**Your tasks**
• a. Please transcribe the stretch of the VLSM email thread from "Date: Mon Jan" through "with this question.".
• b. Pick up the VLSM email thread where it stops and write the next few sentences.

**Given passage**
From: Ben Rife (brife@xxxxxxxxxx)
Date: Mon Jan 31 2000 - 12:14:19 GMT-3
Thanks for calming my fears guys !!!
You are the best,
Ben
----- Original Message -----
From: <simon.baxter@citicorp.com>
To: <brife@bignet.net>; <ccielab@groupstudy.com>; <gahm@gci.net>
Sent: Monday, January 31, 2000 6:17 AM
Subject: RE: VLSM and IP Addressing
This is a horrible Cisco gotcha. There's a few guys in my office which
are studying for their CCNAs etc and came to me with this question.
Their training books, based on the Cisco exams etc, imply that unless a
specific class is stated - assume an 8 bit (class A) base on any bit
mask given.

**Information shown**
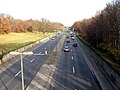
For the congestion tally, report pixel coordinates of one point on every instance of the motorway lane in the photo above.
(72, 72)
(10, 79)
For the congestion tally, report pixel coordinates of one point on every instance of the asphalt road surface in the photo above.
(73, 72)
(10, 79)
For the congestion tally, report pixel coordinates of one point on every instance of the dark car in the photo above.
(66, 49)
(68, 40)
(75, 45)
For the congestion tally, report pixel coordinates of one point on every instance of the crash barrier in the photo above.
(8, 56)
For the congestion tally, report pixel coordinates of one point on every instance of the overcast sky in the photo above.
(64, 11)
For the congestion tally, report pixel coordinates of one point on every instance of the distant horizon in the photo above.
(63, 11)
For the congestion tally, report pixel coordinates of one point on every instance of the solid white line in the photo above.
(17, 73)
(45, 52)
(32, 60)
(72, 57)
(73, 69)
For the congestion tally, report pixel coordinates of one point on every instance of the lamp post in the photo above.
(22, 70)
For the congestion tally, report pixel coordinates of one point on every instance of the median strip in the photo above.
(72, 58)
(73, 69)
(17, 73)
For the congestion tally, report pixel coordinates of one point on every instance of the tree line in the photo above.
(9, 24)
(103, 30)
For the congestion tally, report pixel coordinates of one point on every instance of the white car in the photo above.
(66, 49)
--
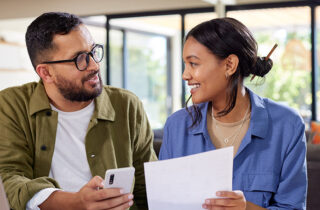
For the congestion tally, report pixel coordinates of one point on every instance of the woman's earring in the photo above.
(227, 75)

**Written responses**
• a.
Date: Mon Jan 31 2000 - 12:14:19 GMT-3
Thanks for calming my fears guys !!!
You are the best,
Ben
----- Original Message -----
From: <simon.baxter@citicorp.com>
To: <brife@bignet.net>; <ccielab@groupstudy.com>; <gahm@gci.net>
Sent: Monday, January 31, 2000 6:17 AM
Subject: RE: VLSM and IP Addressing
This is a horrible Cisco gotcha. There's a few guys in my office which
are studying for their CCNAs etc and came to me with this question.

• b.
ie there was a question of "how many nets/hosts on a 22 bit subnet
mask". What this translated to was actually how many nets/hosts on a 30
bit mask (22+8).
But since your question included a class indication, you use that as
your base.
ugly huh! ugly but true.
-----Original Message-----
From: gahm [mailto:gahm@gci.net]
Sent: Monday, January 31, 2000 6:17 AM
To: brife; ccielab
Cc: gahm
Subject: Re: VLSM and IP Addressing
Ben,
What they mean is to add 8 subnet bits to the natural mask. In other
words, since 130.10.X.X is a class B address, which has a natural
mask of 255.255.0.0, they are indeed asking you to
use a 24 bit mask.
Dave
-----Original Message-----
From: Ben Rife <brife@bignet.net>
To: ccielab@groupstudy.com <ccielab@groupstudy.com>
Date: Sunday, January 30, 2000 9:08 PM
Subject: VLSM and IP Addressing
I have a practice lab here that has the following addressing
requirement.
Configure all of the networks using network 130.10.X.X.
Use an 8-bit subnet mask unless otherwise specified.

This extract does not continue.